# Task to carry out
Update all of the data below by replacing each "Return the mask" with "Output the mask" and leaving everything else unchanged. Omit the pictures from your copy.

Picture annotation records

┏━━

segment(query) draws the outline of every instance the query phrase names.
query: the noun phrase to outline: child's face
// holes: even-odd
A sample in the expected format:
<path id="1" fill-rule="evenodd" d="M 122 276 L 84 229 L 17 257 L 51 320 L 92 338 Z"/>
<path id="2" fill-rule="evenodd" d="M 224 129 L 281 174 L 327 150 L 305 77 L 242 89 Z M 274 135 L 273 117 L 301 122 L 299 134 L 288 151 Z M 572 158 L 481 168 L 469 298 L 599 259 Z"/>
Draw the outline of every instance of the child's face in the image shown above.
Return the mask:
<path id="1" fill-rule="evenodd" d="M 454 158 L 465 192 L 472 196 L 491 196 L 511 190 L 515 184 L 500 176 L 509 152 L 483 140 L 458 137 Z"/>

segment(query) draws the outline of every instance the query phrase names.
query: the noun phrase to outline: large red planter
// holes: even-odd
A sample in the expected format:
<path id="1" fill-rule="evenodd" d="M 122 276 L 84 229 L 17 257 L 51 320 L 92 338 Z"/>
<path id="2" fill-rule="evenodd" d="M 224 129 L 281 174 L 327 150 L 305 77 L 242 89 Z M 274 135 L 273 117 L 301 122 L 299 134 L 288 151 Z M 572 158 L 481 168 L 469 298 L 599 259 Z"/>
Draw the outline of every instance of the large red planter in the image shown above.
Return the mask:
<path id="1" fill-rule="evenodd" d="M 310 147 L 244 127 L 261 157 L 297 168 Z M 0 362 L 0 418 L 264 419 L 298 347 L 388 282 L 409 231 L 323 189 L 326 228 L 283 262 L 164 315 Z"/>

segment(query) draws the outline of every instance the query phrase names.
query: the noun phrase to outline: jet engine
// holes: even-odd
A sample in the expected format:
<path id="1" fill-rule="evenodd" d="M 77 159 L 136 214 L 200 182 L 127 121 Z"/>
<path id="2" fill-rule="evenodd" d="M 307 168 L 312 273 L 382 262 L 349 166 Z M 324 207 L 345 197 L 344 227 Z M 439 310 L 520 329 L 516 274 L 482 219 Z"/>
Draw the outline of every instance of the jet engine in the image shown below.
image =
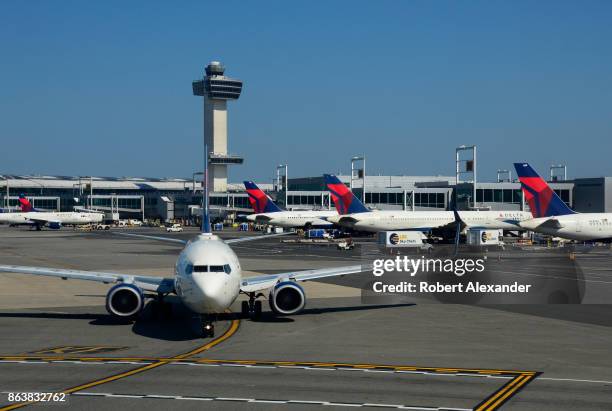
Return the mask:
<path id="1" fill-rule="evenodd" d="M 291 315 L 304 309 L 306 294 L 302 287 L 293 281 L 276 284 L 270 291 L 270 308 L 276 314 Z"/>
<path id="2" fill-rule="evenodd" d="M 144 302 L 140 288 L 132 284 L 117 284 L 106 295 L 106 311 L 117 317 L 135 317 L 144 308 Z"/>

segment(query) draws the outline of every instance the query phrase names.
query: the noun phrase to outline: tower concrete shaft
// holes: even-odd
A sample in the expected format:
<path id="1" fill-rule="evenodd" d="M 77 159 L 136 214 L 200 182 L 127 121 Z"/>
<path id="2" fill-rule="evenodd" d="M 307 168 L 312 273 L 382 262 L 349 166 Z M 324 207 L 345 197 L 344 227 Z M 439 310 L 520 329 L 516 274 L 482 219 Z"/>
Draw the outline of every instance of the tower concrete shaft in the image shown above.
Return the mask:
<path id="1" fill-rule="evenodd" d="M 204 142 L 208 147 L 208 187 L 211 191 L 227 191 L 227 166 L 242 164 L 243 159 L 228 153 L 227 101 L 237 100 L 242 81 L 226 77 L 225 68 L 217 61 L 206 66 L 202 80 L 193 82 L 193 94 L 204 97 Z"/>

┗━━

# Solution for this problem
segment(query) draws the outline of every instance the query phrase names.
query: the noun phrase to outline: child's face
// holes: even-odd
A sample in the expected format:
<path id="1" fill-rule="evenodd" d="M 122 276 L 84 229 L 17 257 L 51 320 L 92 338 Z"/>
<path id="2" fill-rule="evenodd" d="M 224 129 L 281 174 L 327 150 L 305 77 L 242 89 Z M 274 135 L 273 117 L 301 122 L 299 134 L 288 151 Z M 572 158 L 481 168 L 469 298 L 599 259 Z"/>
Draw the outline of every instance of the child's face in the image shown above.
Output the mask:
<path id="1" fill-rule="evenodd" d="M 454 158 L 465 192 L 472 196 L 491 196 L 511 190 L 515 184 L 500 176 L 509 152 L 483 140 L 458 137 Z"/>

segment(query) draws the outline of every instance the query phrase names.
query: the noun phrase to outline: large red planter
// holes: even-odd
A sample in the expected format:
<path id="1" fill-rule="evenodd" d="M 122 276 L 84 229 L 17 257 L 51 320 L 92 338 Z"/>
<path id="2" fill-rule="evenodd" d="M 224 129 L 281 174 L 327 150 L 305 77 L 242 89 Z M 274 135 L 273 117 L 301 122 L 299 134 L 288 151 Z M 572 158 L 481 168 L 469 298 L 599 259 Z"/>
Draw the outline of every instance of the large red planter in the image shown above.
Output the mask:
<path id="1" fill-rule="evenodd" d="M 310 147 L 244 127 L 261 157 L 297 168 Z M 0 362 L 0 418 L 264 419 L 298 347 L 388 282 L 409 231 L 323 189 L 326 228 L 283 262 L 164 315 Z"/>

segment(query) draws the outline of every instance the query phrase names.
query: the noun phrase to outline: jet engine
// holes: even-odd
A sample in the expected format:
<path id="1" fill-rule="evenodd" d="M 77 159 L 136 214 L 200 182 L 127 121 Z"/>
<path id="2" fill-rule="evenodd" d="M 307 168 L 312 273 L 382 262 L 349 166 Z M 324 207 L 345 197 L 344 227 Z M 439 310 L 520 329 L 516 274 L 482 219 Z"/>
Draw the outline of every instance of the jet engine in the image shown below.
image =
Output the mask:
<path id="1" fill-rule="evenodd" d="M 291 315 L 304 309 L 306 294 L 302 287 L 293 281 L 276 284 L 270 291 L 270 308 L 276 314 Z"/>
<path id="2" fill-rule="evenodd" d="M 144 302 L 140 288 L 132 284 L 117 284 L 106 295 L 106 311 L 117 317 L 135 317 L 144 308 Z"/>

segment(query) draws the outline of every instance the query phrase names.
query: the noun phrase to outline: tower concrete shaft
// holes: even-odd
A sample in the expected format:
<path id="1" fill-rule="evenodd" d="M 77 159 L 136 214 L 200 182 L 127 121 Z"/>
<path id="2" fill-rule="evenodd" d="M 307 168 L 312 273 L 382 262 L 349 166 Z M 324 207 L 345 197 L 344 227 Z M 439 310 L 520 329 L 516 274 L 482 219 Z"/>
Draw the outline of every instance of the tower concrete shaft in the image shown above.
Output the mask:
<path id="1" fill-rule="evenodd" d="M 204 142 L 208 147 L 208 187 L 211 191 L 227 191 L 227 166 L 242 164 L 243 159 L 228 153 L 227 101 L 237 100 L 242 81 L 226 77 L 225 68 L 217 61 L 206 66 L 202 80 L 193 82 L 193 94 L 204 97 Z"/>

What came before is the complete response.